_WHAT IS REQUIRED_:
Copy each of the rows below word for word, without changing anything.

========

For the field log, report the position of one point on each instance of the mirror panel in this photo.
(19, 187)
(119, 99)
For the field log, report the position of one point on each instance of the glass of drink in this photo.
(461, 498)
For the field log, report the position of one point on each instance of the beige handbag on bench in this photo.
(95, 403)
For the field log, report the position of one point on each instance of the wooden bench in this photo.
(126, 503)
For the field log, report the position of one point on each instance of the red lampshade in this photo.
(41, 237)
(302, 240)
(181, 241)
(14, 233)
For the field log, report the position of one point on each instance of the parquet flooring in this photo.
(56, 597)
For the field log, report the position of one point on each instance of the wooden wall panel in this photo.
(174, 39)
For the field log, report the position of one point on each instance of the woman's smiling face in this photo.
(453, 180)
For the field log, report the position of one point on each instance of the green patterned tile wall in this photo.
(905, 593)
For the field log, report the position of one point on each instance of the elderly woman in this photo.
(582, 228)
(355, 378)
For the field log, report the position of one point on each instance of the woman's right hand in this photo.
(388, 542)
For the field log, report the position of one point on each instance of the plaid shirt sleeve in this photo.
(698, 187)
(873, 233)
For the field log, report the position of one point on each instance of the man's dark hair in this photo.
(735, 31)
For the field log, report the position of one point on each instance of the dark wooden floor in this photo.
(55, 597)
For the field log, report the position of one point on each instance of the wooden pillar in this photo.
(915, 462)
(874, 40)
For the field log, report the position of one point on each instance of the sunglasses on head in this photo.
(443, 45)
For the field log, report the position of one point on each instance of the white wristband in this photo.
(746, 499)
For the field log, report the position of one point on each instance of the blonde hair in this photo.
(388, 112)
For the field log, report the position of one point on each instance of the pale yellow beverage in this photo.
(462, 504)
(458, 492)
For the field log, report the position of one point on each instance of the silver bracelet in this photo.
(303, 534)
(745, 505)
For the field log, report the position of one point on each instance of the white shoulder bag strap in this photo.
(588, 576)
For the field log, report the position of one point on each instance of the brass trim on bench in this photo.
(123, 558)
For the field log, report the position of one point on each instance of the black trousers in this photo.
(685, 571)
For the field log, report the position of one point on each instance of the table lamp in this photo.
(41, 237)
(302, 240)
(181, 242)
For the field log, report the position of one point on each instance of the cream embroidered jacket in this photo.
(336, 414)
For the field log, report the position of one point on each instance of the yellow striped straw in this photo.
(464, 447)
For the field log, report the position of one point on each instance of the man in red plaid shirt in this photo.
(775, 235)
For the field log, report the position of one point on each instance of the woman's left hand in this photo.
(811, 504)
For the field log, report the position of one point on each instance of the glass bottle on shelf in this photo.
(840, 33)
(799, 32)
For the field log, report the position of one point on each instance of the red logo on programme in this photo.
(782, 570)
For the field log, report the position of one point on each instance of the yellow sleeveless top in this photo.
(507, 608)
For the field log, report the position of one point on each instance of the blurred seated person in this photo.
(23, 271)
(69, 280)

========

_REPLY_:
For the field log, report the position of one point on each instance of the mirror panel in this photo.
(19, 187)
(119, 99)
For the field log, report the position of one point on each instance of the glass of drink in this photo.
(461, 498)
For the field log, report the position of one point on each instance of the beige handbag on bench in this photo.
(95, 403)
For the field log, report the position of one point on each instance of the wooden bench in this photo.
(126, 503)
For the field log, report the position of one point on each instance of the red lampshade in this photo.
(41, 237)
(302, 240)
(181, 241)
(14, 233)
For the field log, report the position of one point on each instance of the parquet flooring in this photo.
(56, 597)
For the field log, report the position of one point on each instance of the wooden wall panel in this photo.
(174, 39)
For the field log, report the position of one point on each instance of the woman's smiling face in this photo.
(453, 180)
For the field log, report the position of one point on each instance of the green patterned tile wall in this photo.
(905, 593)
For the field log, report the position of one point on each instance of the elderly woman in this photo.
(582, 228)
(355, 378)
For the field log, report the position of one point on each instance of the woman's right hand in this photo.
(388, 542)
For the field log, report the position of one point on each instance of the plaid shirt sleeve in this photo.
(698, 187)
(873, 233)
For the field log, report the position of one point on each instance of the man's dark hair in this photo.
(735, 31)
For the field log, report the position of one point on each instance of the dark wooden floor in this photo.
(55, 597)
For the field log, report the position of one point on each instance of the wooden pillar in this photo.
(915, 462)
(874, 40)
For the field log, report the position of one point on each instance of the sunglasses on head in this photo.
(443, 45)
For the field log, report the position of one point on each instance of the white wristband in this photo.
(746, 499)
For the field log, report the position of one point on each instance of the blonde hair in this photo.
(388, 112)
For the field log, report the position of one point on each instance of the pale yellow beverage in this photo.
(462, 504)
(458, 492)
For the field log, report the position of one point on each instance of the silver bracelet in this photo.
(303, 534)
(745, 505)
For the field log, report the position of one point on each instance of the white shoulder bag strap in this photo.
(588, 576)
For the field log, report the position of one point on each instance of the brass trim on bench in this photo.
(123, 558)
For the field log, report the position of one point on each instance of the black trousers in this photo.
(685, 571)
For the field log, report the position of one point on each instance of the table lamp in this photo.
(41, 237)
(302, 240)
(181, 242)
For the field log, report the position of one point on each instance of the cream embroidered jacket in this photo.
(336, 414)
For the field log, report the position of one point on each instance of the yellow striped straw in this photo.
(464, 447)
For the field log, report the position of one point on each instance of the man in red plaid shirt in this photo.
(775, 235)
For the field log, report the position of one point on each instance of the woman's left hand in this photo.
(811, 504)
For the field log, report the position of one point on each instance of the glass bottle on shelf in this photo.
(840, 33)
(799, 32)
For the field log, report the position of one point on each instance of the red logo on programme in this photo.
(782, 570)
For the field log, report the position of one point on each instance of the yellow sleeveless top in this photo.
(507, 608)
For the field log, report the position of one point on each instance of the blurred seated person in this photo.
(23, 271)
(69, 280)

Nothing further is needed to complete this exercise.